TASK DESCRIPTION | Below are records; how many of their lines contain "blue"? Answer with only the number.

(Point localization data)
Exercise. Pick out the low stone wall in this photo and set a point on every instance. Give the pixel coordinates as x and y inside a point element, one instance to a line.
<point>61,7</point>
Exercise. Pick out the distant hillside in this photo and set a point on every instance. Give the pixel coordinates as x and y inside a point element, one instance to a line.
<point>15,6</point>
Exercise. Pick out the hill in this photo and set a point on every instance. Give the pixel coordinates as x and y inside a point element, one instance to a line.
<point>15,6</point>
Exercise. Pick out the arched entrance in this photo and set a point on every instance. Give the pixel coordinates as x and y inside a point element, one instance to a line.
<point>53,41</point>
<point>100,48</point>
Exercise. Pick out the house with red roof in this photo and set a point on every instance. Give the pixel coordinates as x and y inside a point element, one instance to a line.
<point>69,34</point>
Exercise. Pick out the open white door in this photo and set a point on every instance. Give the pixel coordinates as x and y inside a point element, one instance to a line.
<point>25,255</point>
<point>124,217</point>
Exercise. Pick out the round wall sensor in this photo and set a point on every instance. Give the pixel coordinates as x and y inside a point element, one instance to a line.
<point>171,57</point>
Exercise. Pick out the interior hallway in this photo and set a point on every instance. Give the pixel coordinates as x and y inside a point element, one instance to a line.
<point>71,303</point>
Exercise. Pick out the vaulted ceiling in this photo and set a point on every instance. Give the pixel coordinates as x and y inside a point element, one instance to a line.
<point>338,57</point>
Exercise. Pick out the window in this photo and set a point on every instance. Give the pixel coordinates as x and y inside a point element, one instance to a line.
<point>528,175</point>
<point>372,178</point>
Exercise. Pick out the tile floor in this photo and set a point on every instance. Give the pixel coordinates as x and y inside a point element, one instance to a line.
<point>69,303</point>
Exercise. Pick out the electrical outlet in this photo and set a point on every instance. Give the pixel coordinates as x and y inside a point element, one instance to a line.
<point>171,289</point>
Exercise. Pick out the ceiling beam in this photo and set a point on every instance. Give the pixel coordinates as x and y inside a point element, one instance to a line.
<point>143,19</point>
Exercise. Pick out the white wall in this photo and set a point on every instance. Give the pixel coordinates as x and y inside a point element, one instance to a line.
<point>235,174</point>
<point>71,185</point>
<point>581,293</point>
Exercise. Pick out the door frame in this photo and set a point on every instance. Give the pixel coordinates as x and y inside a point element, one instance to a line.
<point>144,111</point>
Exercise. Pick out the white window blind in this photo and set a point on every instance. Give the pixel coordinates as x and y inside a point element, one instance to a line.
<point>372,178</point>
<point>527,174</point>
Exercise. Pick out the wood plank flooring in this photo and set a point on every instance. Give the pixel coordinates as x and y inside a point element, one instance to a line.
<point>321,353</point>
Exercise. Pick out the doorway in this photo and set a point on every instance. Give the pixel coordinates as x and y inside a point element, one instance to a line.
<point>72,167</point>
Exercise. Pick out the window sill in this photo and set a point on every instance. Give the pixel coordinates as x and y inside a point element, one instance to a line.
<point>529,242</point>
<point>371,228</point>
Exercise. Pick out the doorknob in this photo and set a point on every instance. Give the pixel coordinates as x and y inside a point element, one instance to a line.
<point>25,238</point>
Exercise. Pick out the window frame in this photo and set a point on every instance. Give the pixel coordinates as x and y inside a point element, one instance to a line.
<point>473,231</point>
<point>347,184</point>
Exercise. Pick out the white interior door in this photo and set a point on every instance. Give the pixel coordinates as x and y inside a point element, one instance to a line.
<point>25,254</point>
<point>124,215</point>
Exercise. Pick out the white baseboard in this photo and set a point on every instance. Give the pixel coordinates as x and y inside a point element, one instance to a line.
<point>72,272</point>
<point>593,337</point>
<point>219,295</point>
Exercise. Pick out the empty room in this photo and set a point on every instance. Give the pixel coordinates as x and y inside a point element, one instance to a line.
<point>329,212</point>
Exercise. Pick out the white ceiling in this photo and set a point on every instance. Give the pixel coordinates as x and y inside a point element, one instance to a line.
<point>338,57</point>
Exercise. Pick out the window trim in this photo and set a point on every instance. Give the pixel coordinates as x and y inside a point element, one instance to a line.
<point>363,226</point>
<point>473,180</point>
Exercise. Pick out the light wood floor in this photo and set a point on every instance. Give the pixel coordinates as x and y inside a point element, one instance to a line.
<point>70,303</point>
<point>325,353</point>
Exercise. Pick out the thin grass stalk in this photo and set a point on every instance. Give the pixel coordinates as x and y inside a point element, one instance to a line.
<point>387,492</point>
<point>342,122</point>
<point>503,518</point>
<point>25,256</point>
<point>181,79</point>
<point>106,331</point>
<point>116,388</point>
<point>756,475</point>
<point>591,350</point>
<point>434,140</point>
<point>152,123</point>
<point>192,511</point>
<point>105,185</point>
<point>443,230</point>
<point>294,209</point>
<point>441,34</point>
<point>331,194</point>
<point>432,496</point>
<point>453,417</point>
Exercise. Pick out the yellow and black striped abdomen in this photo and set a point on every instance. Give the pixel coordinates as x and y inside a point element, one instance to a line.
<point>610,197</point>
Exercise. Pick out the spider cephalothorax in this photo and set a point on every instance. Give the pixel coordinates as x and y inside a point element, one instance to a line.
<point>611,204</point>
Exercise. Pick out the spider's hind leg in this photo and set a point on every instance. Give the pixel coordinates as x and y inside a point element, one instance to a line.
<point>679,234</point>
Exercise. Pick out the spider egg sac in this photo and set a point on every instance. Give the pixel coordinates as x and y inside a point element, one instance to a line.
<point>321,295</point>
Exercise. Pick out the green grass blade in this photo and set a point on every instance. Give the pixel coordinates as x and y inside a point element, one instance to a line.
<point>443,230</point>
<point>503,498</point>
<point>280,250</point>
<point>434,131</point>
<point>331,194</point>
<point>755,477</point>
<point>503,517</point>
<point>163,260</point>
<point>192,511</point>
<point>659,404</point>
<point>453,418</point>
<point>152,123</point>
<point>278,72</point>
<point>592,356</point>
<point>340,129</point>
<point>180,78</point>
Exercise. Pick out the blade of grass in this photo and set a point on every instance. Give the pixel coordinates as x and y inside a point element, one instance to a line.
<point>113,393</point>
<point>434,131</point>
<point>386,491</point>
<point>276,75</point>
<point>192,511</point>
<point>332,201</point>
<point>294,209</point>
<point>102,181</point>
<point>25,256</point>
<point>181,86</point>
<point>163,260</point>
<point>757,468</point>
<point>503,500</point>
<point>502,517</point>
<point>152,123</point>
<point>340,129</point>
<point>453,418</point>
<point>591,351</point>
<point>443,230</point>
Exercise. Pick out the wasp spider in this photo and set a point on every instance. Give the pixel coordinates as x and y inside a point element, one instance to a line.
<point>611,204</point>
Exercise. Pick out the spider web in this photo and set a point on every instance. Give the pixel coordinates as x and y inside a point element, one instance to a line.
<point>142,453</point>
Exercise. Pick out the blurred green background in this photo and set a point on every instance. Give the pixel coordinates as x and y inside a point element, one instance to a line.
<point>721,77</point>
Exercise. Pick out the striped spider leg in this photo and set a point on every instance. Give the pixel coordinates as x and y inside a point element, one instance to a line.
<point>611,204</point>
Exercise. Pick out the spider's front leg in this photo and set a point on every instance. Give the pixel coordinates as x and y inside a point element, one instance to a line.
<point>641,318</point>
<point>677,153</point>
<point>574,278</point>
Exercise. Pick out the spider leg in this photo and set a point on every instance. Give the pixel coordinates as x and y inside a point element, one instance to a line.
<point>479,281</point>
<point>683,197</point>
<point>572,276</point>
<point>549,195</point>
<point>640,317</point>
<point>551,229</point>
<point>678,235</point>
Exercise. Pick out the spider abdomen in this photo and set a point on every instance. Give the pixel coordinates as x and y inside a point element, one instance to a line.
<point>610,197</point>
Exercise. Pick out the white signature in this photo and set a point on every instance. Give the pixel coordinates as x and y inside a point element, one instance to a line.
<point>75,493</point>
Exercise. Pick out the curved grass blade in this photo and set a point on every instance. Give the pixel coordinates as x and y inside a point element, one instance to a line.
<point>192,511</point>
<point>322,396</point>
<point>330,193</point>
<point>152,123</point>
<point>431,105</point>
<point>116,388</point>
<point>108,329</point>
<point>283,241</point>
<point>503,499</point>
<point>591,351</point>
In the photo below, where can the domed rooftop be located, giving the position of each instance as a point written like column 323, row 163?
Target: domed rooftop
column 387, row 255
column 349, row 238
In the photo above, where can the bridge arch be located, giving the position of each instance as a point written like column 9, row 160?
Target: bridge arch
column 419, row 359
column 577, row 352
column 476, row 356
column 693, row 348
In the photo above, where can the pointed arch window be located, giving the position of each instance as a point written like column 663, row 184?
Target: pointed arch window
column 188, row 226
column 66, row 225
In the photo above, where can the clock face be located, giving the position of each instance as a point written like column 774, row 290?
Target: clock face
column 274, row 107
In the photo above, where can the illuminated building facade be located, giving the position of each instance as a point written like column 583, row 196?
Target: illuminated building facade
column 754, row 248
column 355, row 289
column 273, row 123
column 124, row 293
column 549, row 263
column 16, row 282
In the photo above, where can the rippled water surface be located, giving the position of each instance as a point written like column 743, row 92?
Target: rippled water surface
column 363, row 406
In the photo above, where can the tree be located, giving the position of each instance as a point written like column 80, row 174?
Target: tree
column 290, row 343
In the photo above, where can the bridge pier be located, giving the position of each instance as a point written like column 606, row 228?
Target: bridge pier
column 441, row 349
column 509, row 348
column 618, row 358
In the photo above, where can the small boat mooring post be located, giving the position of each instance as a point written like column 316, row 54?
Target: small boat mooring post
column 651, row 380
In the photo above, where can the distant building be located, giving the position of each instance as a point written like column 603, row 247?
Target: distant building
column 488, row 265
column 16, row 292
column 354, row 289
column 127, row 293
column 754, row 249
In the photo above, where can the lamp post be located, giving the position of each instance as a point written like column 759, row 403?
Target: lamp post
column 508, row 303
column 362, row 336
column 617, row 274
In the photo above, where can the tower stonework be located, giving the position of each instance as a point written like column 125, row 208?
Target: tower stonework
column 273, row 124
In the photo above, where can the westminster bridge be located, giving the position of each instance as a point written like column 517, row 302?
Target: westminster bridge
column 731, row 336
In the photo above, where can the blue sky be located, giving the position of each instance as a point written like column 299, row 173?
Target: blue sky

ANSWER TO THE PROBLEM | 2